▸ **EXERCISE DETAILS**
Count the lines in the material below that contain the word "flower". Reply with the number alone.
****************************************
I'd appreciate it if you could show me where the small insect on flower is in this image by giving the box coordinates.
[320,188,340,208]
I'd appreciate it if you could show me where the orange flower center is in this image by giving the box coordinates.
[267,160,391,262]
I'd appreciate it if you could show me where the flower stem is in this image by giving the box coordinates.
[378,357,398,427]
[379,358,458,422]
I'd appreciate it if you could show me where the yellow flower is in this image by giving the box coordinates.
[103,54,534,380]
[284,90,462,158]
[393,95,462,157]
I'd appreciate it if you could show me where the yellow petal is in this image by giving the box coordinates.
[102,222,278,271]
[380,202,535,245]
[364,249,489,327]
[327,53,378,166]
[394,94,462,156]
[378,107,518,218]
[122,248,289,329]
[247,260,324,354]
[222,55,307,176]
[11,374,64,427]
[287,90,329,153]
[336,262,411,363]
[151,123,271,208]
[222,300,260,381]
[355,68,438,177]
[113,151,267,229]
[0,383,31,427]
****************************************
▸ **ANSWER IN FULL**
4